-- Start Stored data --

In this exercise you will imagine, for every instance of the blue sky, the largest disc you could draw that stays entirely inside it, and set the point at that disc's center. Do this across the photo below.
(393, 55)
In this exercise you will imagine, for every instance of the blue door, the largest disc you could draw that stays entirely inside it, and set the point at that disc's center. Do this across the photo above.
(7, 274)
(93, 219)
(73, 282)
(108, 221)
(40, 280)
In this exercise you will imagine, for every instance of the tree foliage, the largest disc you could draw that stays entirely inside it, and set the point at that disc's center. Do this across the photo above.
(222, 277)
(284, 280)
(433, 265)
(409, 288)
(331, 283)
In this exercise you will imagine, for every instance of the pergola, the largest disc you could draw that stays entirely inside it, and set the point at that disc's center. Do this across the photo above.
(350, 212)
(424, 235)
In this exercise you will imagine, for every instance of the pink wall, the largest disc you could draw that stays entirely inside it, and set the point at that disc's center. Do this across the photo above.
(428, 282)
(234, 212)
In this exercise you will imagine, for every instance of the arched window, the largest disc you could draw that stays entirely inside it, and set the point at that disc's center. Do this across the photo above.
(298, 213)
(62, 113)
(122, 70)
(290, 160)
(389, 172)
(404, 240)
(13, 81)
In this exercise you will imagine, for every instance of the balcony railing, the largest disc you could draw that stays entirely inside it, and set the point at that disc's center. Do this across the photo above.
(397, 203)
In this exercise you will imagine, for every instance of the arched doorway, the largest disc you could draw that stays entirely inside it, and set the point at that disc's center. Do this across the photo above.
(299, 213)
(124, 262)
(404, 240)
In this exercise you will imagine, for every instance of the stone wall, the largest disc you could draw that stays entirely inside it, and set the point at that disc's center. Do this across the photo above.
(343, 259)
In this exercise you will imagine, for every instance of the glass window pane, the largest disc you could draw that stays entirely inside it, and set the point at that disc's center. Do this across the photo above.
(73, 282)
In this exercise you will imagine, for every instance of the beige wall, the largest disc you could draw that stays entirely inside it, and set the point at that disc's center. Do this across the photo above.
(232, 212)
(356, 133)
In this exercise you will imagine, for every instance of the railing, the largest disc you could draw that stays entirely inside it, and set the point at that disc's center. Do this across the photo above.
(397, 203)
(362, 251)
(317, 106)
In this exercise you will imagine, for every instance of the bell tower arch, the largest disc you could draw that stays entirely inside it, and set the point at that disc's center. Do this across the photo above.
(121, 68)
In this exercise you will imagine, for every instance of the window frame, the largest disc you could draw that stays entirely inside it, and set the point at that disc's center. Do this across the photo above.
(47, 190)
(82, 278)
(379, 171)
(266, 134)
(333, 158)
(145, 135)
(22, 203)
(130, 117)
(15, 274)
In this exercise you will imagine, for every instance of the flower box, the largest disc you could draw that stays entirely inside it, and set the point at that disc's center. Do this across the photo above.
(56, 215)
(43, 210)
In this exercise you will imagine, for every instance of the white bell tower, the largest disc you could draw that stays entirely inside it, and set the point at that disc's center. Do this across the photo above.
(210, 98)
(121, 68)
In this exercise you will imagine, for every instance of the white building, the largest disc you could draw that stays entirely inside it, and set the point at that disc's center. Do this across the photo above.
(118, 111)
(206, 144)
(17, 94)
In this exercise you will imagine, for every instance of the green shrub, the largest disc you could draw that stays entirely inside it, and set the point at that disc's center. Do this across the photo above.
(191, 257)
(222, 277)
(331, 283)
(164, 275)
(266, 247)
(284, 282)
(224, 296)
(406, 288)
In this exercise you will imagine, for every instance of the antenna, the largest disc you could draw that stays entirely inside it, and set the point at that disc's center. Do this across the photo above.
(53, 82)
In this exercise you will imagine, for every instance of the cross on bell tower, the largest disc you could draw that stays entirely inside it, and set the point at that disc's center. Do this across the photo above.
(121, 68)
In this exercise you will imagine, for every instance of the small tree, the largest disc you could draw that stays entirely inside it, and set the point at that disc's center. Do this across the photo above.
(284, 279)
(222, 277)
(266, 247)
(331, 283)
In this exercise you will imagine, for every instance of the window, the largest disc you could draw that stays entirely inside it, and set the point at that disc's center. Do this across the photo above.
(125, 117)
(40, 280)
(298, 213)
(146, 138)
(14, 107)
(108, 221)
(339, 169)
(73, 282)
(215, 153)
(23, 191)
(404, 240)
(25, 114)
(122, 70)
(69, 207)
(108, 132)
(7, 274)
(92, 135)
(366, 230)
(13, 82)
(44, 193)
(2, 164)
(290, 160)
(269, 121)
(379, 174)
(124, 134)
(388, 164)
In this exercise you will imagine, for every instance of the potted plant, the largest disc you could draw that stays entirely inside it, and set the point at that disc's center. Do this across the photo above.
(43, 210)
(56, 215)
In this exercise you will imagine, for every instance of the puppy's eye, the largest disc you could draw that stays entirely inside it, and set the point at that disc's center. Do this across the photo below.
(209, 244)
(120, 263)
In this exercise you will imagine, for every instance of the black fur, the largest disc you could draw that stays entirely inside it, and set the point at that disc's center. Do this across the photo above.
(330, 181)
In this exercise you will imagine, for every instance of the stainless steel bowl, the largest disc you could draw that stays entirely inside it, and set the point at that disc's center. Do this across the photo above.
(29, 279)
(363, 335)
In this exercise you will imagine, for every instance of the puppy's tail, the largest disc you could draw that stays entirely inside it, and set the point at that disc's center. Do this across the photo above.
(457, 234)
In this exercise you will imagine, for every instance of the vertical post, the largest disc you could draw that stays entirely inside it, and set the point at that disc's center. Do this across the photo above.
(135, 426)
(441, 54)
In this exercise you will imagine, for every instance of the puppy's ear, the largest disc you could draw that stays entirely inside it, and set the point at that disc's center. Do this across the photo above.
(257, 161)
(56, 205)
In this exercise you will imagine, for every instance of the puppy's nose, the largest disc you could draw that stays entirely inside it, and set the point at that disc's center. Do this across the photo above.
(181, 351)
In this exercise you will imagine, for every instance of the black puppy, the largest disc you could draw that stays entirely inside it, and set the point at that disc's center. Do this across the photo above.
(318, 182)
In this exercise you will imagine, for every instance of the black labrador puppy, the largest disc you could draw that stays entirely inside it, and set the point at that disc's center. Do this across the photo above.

-- End Stored data --

What the task asks - Word for word, extract all the records.

In response -
In this exercise you will imagine, for every instance of the blue sky, the largest disc you could draw that stays entirely inside it, and set the point at that disc's center. Do this across the photo below.
(393, 55)
In this exercise you will imagine, for every instance of the blue door, the largest disc you could draw that stays entirely inside it, and set the point at that disc's center. Do this across the photo above.
(7, 274)
(93, 219)
(73, 282)
(108, 221)
(40, 280)
In this exercise you will imagine, for every instance of the tree foliage, the largest disc you could draw that stays entirely inside it, and set the point at that disc's center. Do this across the photo above.
(222, 277)
(284, 280)
(433, 265)
(409, 288)
(331, 283)
In this exercise you will imagine, for every instance of the pergola, the largest disc you could draw that stays entirely inside it, and set the point at that disc's center. Do this across the photo above.
(350, 212)
(424, 235)
In this exercise you will imagine, for every instance of the pink wall, the largest disc you could draw that stays entirely inside it, and set the point at that disc's center. Do this across the photo above.
(428, 282)
(234, 212)
In this exercise you will imagine, for every instance of the arched window, the largest disc you could draw that stays entirely inside it, and set the point at that disc's center. Do this across the photo above.
(298, 213)
(62, 113)
(122, 70)
(290, 160)
(389, 172)
(404, 240)
(13, 81)
In this exercise you will imagine, for every instance of the balcony railing, the largest disc you could draw that stays entirely inside it, and set the point at that disc's center. Do this across the photo above.
(397, 203)
In this exercise you will imagine, for every instance of the arched doorway, the largest disc you could draw that stays entirely inside it, and set the point at that disc's center. Do this across the photo above.
(299, 213)
(124, 262)
(404, 240)
In this exercise you will imagine, for every instance of the stone wall, the largest disc you could draw that stays entirely inside it, and set the point at that disc's center. Do this across the photo above.
(343, 259)
In this exercise you will imagine, for every instance of the glass window pane, the largest disc you could draw that stays entirely inside it, and set the point at that disc's center. Do this across the photo above.
(73, 282)
In this exercise you will imagine, for every instance of the beige wall, the largest disc you could draw that stays entirely inside it, and set the point at that disc's center. Do this across the photo above.
(232, 212)
(356, 133)
In this exercise you will imagine, for every instance of the railing, the largest disc you could draw that stays entirely inside it, and set the point at that disc's center. Do this across the photo above.
(397, 203)
(362, 251)
(317, 106)
In this exercise you will imagine, for every instance of the bell tower arch, the largest disc you could draw that stays entirely inside it, and set the point at that disc's center. Do this across the photo above.
(121, 68)
In this exercise you will imagine, for every instance of the window frame, the largest disc you could draw that stays entirely inside it, and set the point at that disc's center. Do this across the photo above.
(47, 190)
(82, 278)
(379, 171)
(266, 134)
(333, 158)
(145, 135)
(22, 203)
(130, 117)
(15, 274)
In this exercise you will imagine, for every instance of the flower box, the largest disc you could draw that stays entirely inside it, and set the point at that disc's center. Do this across the photo above.
(56, 215)
(43, 210)
In this exercise you will imagine, for every instance of the white bell tower, the largest disc you could draw that stays entirely inside it, and set the point at that disc's center. Do this across the photo above.
(210, 98)
(121, 68)
In this exercise you will imagine, for every instance of the white building, the largest disc you could draw that stays entirely inside it, and set the point at that disc's center. Do this across the photo above.
(118, 111)
(206, 144)
(17, 94)
In this exercise you will imagine, for every instance of the green shrub, the largest disc you could draw that stays entirely inside it, and set the point at that disc's center. Do this across the photo above.
(191, 257)
(222, 277)
(331, 283)
(164, 275)
(266, 247)
(284, 282)
(224, 296)
(406, 288)
In this exercise you will imagine, for every instance of the antenna, the largest disc you could draw that stays entirely inside it, and set the point at that disc's center. Do this across the photo above.
(53, 82)
In this exercise you will imagine, for every instance of the cross on bell tower, the largest disc you could draw that stays entirely inside it, and set the point at that disc's center. Do this across the photo above.
(121, 68)
In this exercise you will imagine, for every instance of the small tree, the largest disc you could draw that stays entirely inside it, and set the point at that disc's center. Do this across the photo above.
(284, 279)
(222, 277)
(266, 247)
(331, 283)
In this exercise you will imagine, for every instance of the window, the largest disc you could draw that stays entirely inside it, and set the point at that disc's center. Do this across the photo above.
(125, 117)
(40, 280)
(298, 213)
(146, 138)
(14, 107)
(108, 221)
(339, 169)
(73, 282)
(215, 153)
(23, 191)
(404, 240)
(25, 114)
(122, 70)
(69, 207)
(108, 132)
(7, 274)
(92, 135)
(366, 230)
(13, 82)
(44, 193)
(2, 164)
(290, 160)
(269, 121)
(379, 174)
(124, 134)
(388, 164)
In this exercise you will imagine, for every instance of the potted plant, the largest disc you could draw that stays entirely inside it, and set the point at that disc's center. Do this across the photo above.
(43, 210)
(56, 215)
In this exercise you will imagine, for every instance of the puppy's eye, the largest disc you could draw that stays entirely inside it, and set the point at that disc's center. Do this across the photo below.
(209, 244)
(120, 263)
In this exercise you will imagine, for every instance of the black fur, the largest disc you could draw that stays entirely inside it, and set the point at that disc's center. Do this across the photo above.
(330, 181)
In this exercise you will imagine, for every instance of the stainless steel bowl, the largest disc you could draw that stays entirely inside it, and set the point at that disc's center. Do this across the photo above.
(29, 279)
(363, 335)
In this exercise you will imagine, for every instance of the puppy's tail, the largest disc you could draw that stays entirely inside it, and set the point at that disc's center. Do this across the photo above.
(457, 234)
In this exercise you will imagine, for every instance of the vertical post, the largest disc you could draw that stays entirely inside it, and set the point at that disc's center. Do this across the photo above.
(135, 426)
(441, 54)
In this exercise you will imagine, for every instance of the puppy's ear, the largest disc you could draw that stays entirely inside it, and set the point at that disc's center. Do this across the photo above.
(257, 161)
(56, 205)
In this exercise you will imagine, for every instance of the puppy's nose, the largest disc you could draw that stays entirely inside it, and set the point at that disc's center. Do this across the photo above.
(181, 351)
In this exercise you will imagine, for every instance of the black puppy, the largest disc you could draw that stays entirely inside it, and set the point at that disc's center. Do this across the photo above.
(318, 182)
In this exercise you will imagine, for every instance of the black labrador puppy, the largest disc you could draw that stays entirely inside it, and set the point at that disc's center. Do this across the photo above.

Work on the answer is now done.